BRANO CITATO:
_ _ _ _
Nella leggenda rimane pure la frase che l’ex sposa di Calico Jack avrebbe rivolto al suo compagno, qualche momento prima che venisse impiccato: se avesse combattuto come un uomo, adesso non starebbe lì a farsi impiccare come un cane.

Un tipetto tranquillo, insomma.

Ora, io l’ultima volta che ho visto Valeria è stato un sabato pomeriggio di dieci anni fa passeggiando per il corso pieno di palme di San Benedetto, me l’hanno indicata dicendomi guarda quella è quella figa dell’asilo, proprio così, e non aveva niente della feroce piratessa di quando eravamo bambini. Ora magari posso dire che ero contento per lei, ma mi domando se a sei anni avessi avuto la forza di un capitano dei pirati per dirle qualcosa come ti va di dividere la mia merendina alle carote, oggi magari salperemmo i mari dell’adriatico insieme come quei saraceni che imperversavano sulle nostre coste quattro secoli or sono. Ma no, io, come Calico Jack, ero stato poco più che un pavido farabutto da quattro soldi e come un cane sarei dovuto rimanere da solo ad assistere a una vita più brillante, rinunciando al concetto della vita in mare, per il quale molti della mia famiglia hanno perso la vita e il cui ricordo io e mio padre portiamo come una specie di vanto, in una medaglia per lunga navigazione appesa in salotto o quando andiamo a guardare le barche che la sera ritornano al porto. Così mi viene da pensare che solo quelli che hanno avuto la fortuna di nascere sul mare riescono a capire quella specie di richiamo sordo, e il senso di affannarsi a scorgere i temporali che vedi fiorire al di là degli scogli, immaginando i pescherecci che combattono le onde, e storie di naufragi più grandi di noi di cui rimangono foto sbiadite e cronache scritte in piccolo sui giornali, e mi torna in mente una canzone marinaresca di casa mia, che poco c’entra con i pirati, perché parla di una madre e della speranza di un ritorno a casa che per Anne e Mary non poteva esistere: La lune t’accumpagne / stu core sta nghe tte / vanne senza nu lagne / te vuie troppe bbe. /E quasce ’ntutte ll’ore / i stinghe a recetà / pe quelle che qua’n còre, / sempre mme ce starrà. (Che la luna ti accompagni / questo cuore sta con te / vattene senza piangere / ti voglio troppo bene. / E quasi a tutte le ore / io sto pregando / per quello che nel cuore / sempre rimarrà).

Un’altra versione della storia dice che Anne avrebbe ripreso il mare, sotto un altro nome e che abbia continuato a imperversare sui mari dei caraibi fino alla fine dei suoi giorni. È un finale tranquillizzante, che ti rimette la coscienza a posto con la vita, con quello che nella vita sei stato destinato a fare. E vorrei farmelo spiegare da lei, magari mentre acconcia i manichini sui ponti della nave, imbrattandosi di sangue di tartaruga per ricorrere allo stratagemma del vascello fantasma, che cosa vuol dire saper abbandonare le cose, volgersi al nuovo giorno come si volge lo sguardo a una nave nemica, e rincorrerla fino alla fine dell’oceano, sapendo che sul ponte di una nave fantasma c’è Anne, con un coltello in mezzo ai denti e il seno al vento, che ti rincorre inevitabile come in quel verso di Tarkovskij, “come un pazzo col rasoio in mano”.
_ _ _ _
VOCI FORNITE:

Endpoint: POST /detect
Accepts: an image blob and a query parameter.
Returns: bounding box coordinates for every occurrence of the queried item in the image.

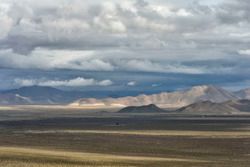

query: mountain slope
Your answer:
[0,94,32,105]
[119,104,166,113]
[234,88,250,100]
[177,101,240,115]
[71,85,238,108]
[0,86,83,104]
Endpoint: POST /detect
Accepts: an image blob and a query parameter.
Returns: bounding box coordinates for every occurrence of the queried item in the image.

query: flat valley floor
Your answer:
[0,110,250,167]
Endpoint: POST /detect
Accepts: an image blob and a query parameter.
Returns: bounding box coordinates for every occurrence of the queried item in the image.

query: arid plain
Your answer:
[0,107,250,167]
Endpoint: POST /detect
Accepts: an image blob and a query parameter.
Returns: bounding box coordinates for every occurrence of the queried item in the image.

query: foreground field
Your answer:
[0,109,250,167]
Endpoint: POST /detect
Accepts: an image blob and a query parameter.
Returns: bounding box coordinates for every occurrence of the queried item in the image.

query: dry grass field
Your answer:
[0,111,250,167]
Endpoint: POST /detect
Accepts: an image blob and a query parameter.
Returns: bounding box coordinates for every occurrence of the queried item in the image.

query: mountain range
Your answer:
[71,85,248,108]
[0,85,250,108]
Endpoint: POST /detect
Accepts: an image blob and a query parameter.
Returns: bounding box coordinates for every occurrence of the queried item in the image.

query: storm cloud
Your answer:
[0,0,250,90]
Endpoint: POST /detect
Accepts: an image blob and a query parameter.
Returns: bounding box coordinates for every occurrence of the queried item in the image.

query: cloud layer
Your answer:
[15,77,113,87]
[0,0,250,90]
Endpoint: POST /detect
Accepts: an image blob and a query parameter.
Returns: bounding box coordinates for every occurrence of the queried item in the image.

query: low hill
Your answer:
[71,85,238,108]
[119,104,166,113]
[234,88,250,100]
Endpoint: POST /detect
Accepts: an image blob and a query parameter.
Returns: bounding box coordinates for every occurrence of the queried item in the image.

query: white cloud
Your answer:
[238,49,250,56]
[127,81,136,86]
[14,77,113,87]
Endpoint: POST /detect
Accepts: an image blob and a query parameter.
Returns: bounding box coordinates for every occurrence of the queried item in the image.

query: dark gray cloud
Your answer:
[0,0,250,90]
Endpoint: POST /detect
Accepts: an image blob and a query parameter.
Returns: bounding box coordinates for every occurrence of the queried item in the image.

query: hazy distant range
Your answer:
[0,85,250,108]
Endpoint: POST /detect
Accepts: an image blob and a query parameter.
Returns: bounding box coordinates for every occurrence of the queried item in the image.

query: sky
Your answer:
[0,0,250,93]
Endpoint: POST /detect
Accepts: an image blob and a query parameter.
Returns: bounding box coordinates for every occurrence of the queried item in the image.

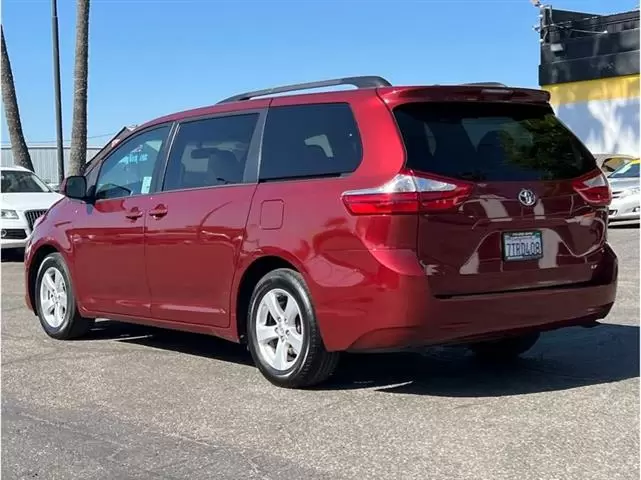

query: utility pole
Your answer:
[51,0,65,183]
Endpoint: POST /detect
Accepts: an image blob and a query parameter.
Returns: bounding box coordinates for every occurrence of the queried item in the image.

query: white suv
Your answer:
[0,167,62,250]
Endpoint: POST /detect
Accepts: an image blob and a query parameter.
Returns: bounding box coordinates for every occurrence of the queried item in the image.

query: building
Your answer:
[0,145,102,183]
[538,6,640,156]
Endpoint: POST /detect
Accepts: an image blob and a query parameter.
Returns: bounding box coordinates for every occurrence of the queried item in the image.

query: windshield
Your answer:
[2,170,51,193]
[394,102,596,182]
[610,163,639,178]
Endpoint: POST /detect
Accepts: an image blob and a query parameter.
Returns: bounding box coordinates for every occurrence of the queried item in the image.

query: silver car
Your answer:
[608,160,640,222]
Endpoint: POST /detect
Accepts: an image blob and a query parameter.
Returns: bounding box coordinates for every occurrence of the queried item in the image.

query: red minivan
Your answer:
[25,77,617,387]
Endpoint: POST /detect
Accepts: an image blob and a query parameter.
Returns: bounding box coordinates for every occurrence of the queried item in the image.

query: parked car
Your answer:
[0,167,63,250]
[25,77,617,387]
[608,159,641,222]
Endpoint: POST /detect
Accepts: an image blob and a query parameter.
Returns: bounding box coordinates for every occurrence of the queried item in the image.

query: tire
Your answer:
[469,332,540,362]
[247,268,339,388]
[35,253,94,340]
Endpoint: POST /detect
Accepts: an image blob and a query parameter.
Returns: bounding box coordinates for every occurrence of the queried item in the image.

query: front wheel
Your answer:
[35,253,94,340]
[469,333,540,362]
[247,269,339,388]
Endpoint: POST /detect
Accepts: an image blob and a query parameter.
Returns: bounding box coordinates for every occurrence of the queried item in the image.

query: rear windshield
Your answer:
[394,102,596,182]
[610,163,639,178]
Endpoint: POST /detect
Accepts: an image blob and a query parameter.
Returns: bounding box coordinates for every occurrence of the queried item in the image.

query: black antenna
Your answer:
[218,76,392,104]
[463,82,507,87]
_ _ _ _
TESTO DEL COMPITO: Nel brano citato, per favore, spiega perché la canzone marinaresca ricordata dal narratore "poco c'entra con i pirati". L'elenco non ha alcun legame con il brano citato.

RISULTATO DELL'ESERCIZIO: Perché la canzone parla di una madre e della speranza di un ritorno a casa, una speranza che per Anne e Mary non poteva esistere.